## Instructions for the task
Each entry below is to be copied out exactly and in full.

## Given records

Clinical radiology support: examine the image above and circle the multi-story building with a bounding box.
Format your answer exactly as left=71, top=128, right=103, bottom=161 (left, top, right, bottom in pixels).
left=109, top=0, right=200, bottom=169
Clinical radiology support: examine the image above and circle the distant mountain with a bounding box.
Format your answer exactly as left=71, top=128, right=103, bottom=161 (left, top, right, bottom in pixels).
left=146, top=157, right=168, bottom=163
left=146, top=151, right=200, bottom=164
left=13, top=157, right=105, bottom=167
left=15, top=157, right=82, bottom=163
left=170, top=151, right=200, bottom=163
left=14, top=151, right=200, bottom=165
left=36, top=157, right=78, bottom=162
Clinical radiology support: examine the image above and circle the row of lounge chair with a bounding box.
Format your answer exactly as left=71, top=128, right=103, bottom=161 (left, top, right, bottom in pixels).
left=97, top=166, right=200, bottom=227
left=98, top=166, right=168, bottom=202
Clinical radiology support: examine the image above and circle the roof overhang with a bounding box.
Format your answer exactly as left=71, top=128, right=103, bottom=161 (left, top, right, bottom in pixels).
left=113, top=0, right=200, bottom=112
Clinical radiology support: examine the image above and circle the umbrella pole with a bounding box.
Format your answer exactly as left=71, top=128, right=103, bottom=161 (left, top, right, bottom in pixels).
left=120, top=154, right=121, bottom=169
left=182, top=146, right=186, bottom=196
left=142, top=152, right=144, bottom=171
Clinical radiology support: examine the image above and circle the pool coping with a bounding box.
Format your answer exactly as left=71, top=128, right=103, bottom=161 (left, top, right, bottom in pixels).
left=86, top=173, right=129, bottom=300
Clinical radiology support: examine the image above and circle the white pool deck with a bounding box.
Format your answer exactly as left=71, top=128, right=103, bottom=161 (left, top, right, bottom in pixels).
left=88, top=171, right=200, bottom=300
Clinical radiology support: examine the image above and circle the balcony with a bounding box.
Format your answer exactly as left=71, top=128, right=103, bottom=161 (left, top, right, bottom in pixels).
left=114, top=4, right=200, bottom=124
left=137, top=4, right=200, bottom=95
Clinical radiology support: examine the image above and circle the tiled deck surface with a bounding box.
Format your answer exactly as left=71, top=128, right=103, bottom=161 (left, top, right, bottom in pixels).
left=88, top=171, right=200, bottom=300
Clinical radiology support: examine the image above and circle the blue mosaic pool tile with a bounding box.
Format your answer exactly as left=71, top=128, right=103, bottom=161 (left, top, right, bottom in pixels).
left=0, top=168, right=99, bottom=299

## Solution for this problem
Clinical radiology support: examine the image above and circle the multi-story building with a bounding box.
Format your answer exactly as left=71, top=128, right=103, bottom=161 (left, top, right, bottom in pixels).
left=109, top=0, right=200, bottom=169
Clinical radiology support: examine the image above and circle the distant mountain with a bounding box.
Format your answer exactly as left=71, top=128, right=103, bottom=161 (left, top, right, bottom in pixels).
left=146, top=157, right=168, bottom=163
left=146, top=151, right=200, bottom=164
left=13, top=157, right=105, bottom=167
left=15, top=157, right=82, bottom=163
left=170, top=151, right=200, bottom=163
left=14, top=151, right=200, bottom=165
left=36, top=157, right=78, bottom=162
Clinical radiology support: examine the image above and circle the row of lounge chair with a bounding box.
Format your answer exactly as left=71, top=128, right=103, bottom=161 (left, top, right, bottom in pixels).
left=97, top=166, right=200, bottom=227
left=98, top=166, right=168, bottom=202
Clinical radiology support: examine the image above and circle the roof overhang with a bounding box.
Format your answer exactly as left=71, top=128, right=103, bottom=161 (left, top, right, bottom in pixels).
left=113, top=0, right=200, bottom=112
Clinical radiology support: examine the image above and circle the umbrella pole with a bounding box.
Format your answer exactly as left=71, top=128, right=103, bottom=161 (left, top, right, bottom in pixels).
left=120, top=154, right=121, bottom=169
left=182, top=146, right=186, bottom=196
left=142, top=152, right=144, bottom=171
Clinical radiology support: examine the image above and circle the pool coping with a bounding box.
Format your answer exactly as left=71, top=128, right=103, bottom=161 (left, top, right, bottom in pixels).
left=86, top=173, right=129, bottom=300
Clinical radiology support: examine the image above and circle the white pool deck with a bounding box.
Format your answer exactly as left=71, top=128, right=103, bottom=161 (left, top, right, bottom in pixels).
left=88, top=171, right=200, bottom=300
Clinical radiology support: examine the image above and circle the balcony with a bounding box.
Format your answer exactly as left=71, top=128, right=103, bottom=161 (left, top, right, bottom in pixels).
left=114, top=4, right=200, bottom=124
left=137, top=4, right=200, bottom=95
Clinical radiology support: examine the image above and circle the tiled deck surface with a bounding box.
Format your answer exactly as left=71, top=128, right=103, bottom=161 (left, top, right, bottom in pixels).
left=88, top=171, right=200, bottom=300
Clinical radiology support: examine the image above and circle the blue mosaic pool tile with a bounding box.
Format your answer exactly as left=71, top=128, right=103, bottom=161 (left, top, right, bottom in pixels).
left=0, top=168, right=99, bottom=299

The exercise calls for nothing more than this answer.